#### EXTRACTED RECORDS
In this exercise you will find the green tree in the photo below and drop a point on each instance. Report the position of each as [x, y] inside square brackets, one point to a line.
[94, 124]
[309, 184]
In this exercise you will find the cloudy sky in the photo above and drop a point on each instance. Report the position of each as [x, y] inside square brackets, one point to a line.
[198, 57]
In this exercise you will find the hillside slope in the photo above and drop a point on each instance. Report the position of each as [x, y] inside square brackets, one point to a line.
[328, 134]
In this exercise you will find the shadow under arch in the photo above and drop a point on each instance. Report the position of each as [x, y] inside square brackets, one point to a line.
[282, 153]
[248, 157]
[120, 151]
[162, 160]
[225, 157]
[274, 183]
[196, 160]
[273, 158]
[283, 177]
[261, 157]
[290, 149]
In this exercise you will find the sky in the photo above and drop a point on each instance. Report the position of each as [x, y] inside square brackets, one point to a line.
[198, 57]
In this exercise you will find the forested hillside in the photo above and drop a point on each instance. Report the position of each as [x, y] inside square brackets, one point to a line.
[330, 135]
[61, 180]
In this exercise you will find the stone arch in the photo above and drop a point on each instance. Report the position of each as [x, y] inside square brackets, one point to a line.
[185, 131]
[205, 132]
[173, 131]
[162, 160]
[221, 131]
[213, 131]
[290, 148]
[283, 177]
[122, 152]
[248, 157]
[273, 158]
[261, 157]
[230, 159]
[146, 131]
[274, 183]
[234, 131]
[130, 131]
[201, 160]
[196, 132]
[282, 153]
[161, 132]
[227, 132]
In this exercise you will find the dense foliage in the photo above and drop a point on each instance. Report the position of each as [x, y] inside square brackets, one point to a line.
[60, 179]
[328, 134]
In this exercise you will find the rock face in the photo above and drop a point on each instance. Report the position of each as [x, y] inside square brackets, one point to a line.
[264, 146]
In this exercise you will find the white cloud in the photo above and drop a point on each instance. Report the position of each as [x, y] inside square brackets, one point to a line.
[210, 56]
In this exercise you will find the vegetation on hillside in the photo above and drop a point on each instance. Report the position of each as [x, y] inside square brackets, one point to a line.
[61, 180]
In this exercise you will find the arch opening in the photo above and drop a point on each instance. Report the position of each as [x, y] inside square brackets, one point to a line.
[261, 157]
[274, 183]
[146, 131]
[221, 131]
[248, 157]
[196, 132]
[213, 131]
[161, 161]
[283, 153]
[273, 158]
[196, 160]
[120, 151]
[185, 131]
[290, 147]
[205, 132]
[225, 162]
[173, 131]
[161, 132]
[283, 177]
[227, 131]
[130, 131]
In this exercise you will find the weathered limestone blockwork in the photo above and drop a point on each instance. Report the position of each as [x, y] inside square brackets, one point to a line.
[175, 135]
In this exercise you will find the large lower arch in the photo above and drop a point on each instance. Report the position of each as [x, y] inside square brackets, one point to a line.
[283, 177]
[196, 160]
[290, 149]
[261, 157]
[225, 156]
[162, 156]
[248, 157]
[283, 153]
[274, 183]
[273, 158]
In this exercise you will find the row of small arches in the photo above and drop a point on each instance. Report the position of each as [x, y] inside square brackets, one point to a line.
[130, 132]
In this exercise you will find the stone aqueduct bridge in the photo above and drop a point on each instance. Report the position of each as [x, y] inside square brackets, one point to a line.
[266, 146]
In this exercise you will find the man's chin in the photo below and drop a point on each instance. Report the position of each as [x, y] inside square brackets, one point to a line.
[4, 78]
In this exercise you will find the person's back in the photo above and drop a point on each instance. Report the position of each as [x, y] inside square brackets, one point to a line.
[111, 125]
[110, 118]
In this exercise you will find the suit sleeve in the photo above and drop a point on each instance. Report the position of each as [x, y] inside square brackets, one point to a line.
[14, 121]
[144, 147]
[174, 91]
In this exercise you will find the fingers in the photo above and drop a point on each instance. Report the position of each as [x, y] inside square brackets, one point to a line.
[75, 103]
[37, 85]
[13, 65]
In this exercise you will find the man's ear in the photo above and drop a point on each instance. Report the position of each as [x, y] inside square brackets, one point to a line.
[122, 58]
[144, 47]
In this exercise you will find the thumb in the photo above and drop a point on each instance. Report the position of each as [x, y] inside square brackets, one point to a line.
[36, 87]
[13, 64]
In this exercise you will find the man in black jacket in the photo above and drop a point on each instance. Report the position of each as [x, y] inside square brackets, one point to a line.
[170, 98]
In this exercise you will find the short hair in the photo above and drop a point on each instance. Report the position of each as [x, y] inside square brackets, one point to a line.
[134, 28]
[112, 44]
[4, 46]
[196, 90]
########
EXERCISE GOAL: Copy each line of the records verbatim.

SOLVED PROBLEM:
In this exercise you will find the green tree in the photo below and drop a point on each instance. Report the position of each as [x, y] inside square brackets, one point to a line.
[94, 124]
[309, 184]
In this exercise you will find the cloudy sky in the photo above and drop a point on each instance. Report the position of each as [x, y] inside square brackets, one point to a line.
[198, 57]
In this exercise you will find the hillside slope in the photo above and drop a point on each instance. Report the position of each as [x, y] inside square brackets, one point to a line.
[328, 134]
In this exercise you will find the shadow under arch in the photo above and drop a point on each instance. Report the position of each as [x, y] inside square brackets, one point to a line.
[282, 153]
[248, 157]
[120, 151]
[162, 160]
[225, 157]
[274, 183]
[196, 160]
[273, 158]
[283, 177]
[261, 157]
[290, 149]
In this exercise you will find the sky in the photo above and drop a point on each instance. Report the position of each as [x, y] inside square brackets, one point to a line.
[198, 57]
In this exercise you will find the forested hillside in the photo above and drop a point on each instance. Report the position of each as [x, y] inside square brackets, one point to a line.
[330, 135]
[61, 180]
In this exercise you will find the stone arch in the photo above and drop a point on each instance. Report the position of each as [x, y] inside square brackets, one point to a line.
[185, 131]
[205, 132]
[173, 131]
[162, 160]
[221, 131]
[213, 131]
[290, 148]
[283, 177]
[122, 152]
[248, 157]
[273, 158]
[261, 157]
[230, 159]
[146, 131]
[274, 183]
[234, 131]
[130, 131]
[201, 160]
[196, 132]
[282, 153]
[161, 132]
[227, 132]
In this exercise you will find the dense foliage in the photo above and drop a point on each instance. Report the position of each as [x, y] inside square brackets, one point to a line.
[60, 179]
[328, 134]
In this exercise you will find the rock face in the photo above and drop a point on each instance. Report the position of each as [x, y] inside square brackets, one point to a line.
[264, 146]
In this exercise you will find the white cloud in the photo above and drop a point on each instance. Report the position of each as [x, y] inside square brackets, one point to a line.
[210, 56]
In this exercise you will find the vegetation on hillside in the photo above and drop a point on each instance. Report the position of each as [x, y] inside square brackets, one point to a line.
[61, 180]
In this exercise you will find the arch opening in the photo above and drop a point on each instance. Report the position of each as [x, y] inside square brackets, one point to a line.
[261, 157]
[274, 183]
[146, 131]
[221, 131]
[248, 157]
[196, 132]
[213, 131]
[161, 161]
[283, 153]
[273, 158]
[196, 160]
[120, 151]
[185, 131]
[290, 147]
[205, 132]
[225, 162]
[173, 131]
[161, 132]
[283, 177]
[227, 131]
[130, 131]
In this exercise you will find the weathered limestone blockwork in the photo above and drop a point on each instance. Report the position of each as [x, y] inside square brackets, one point to a line.
[175, 135]
In this exercise you will find the large lower arch in the photo above and drop a point on each instance. Report the position of each as [x, y] inside square brackets, one point to a line.
[283, 177]
[196, 160]
[290, 149]
[261, 157]
[225, 156]
[162, 156]
[248, 157]
[283, 153]
[274, 183]
[273, 158]
In this exercise you will find the row of small arches in the photo above and drop a point on each instance. Report the position of each as [x, y] inside square brackets, one point to a line.
[130, 132]
In this exercise you will find the stone aqueduct bridge in the photo above and drop a point on each instance. Report the position of each as [x, y] inside square brackets, one point to a line.
[266, 146]
In this exercise you will find the man's chin in the photo below and drop a point on each instance. Report the position of each as [x, y] inside square brackets, one point to a line.
[4, 78]
In this exercise you will find the person's back in the photo above and drop a point on each instance. Report the position of each as [x, y] inside square brackets, one point to a line.
[111, 125]
[110, 118]
In this exercise you will find the suit sleeve in the photo above and drop a point on each instance. Report the position of each as [x, y] inside square brackets, one point to a line.
[14, 121]
[144, 147]
[174, 91]
In this exercise you will find the fingers in the photo above and drop a point on each instance. Report the position of each as [x, y] inside square brackets, one point to a line.
[75, 103]
[37, 85]
[13, 65]
In this exercise you will find the man's ear in the photo above and drop a point on each instance. Report the position of each as [x, y] inside square brackets, one point to a line.
[122, 58]
[144, 47]
In this exercise you will find the thumb in the photo above and drop a point on each instance. Report the position of each as [x, y] inside square brackets, one point to a line.
[36, 87]
[13, 64]
In this exercise you will find the man in black jacket in the photo above and drop a point on each instance. Report the position of each as [x, y] inside square brackets, one point to a line.
[170, 98]
In this exercise you will find the short hair in the photo above and drop a point on each instance. Report the position of each as [x, y] inside square brackets, one point to a line.
[134, 28]
[112, 44]
[4, 46]
[196, 90]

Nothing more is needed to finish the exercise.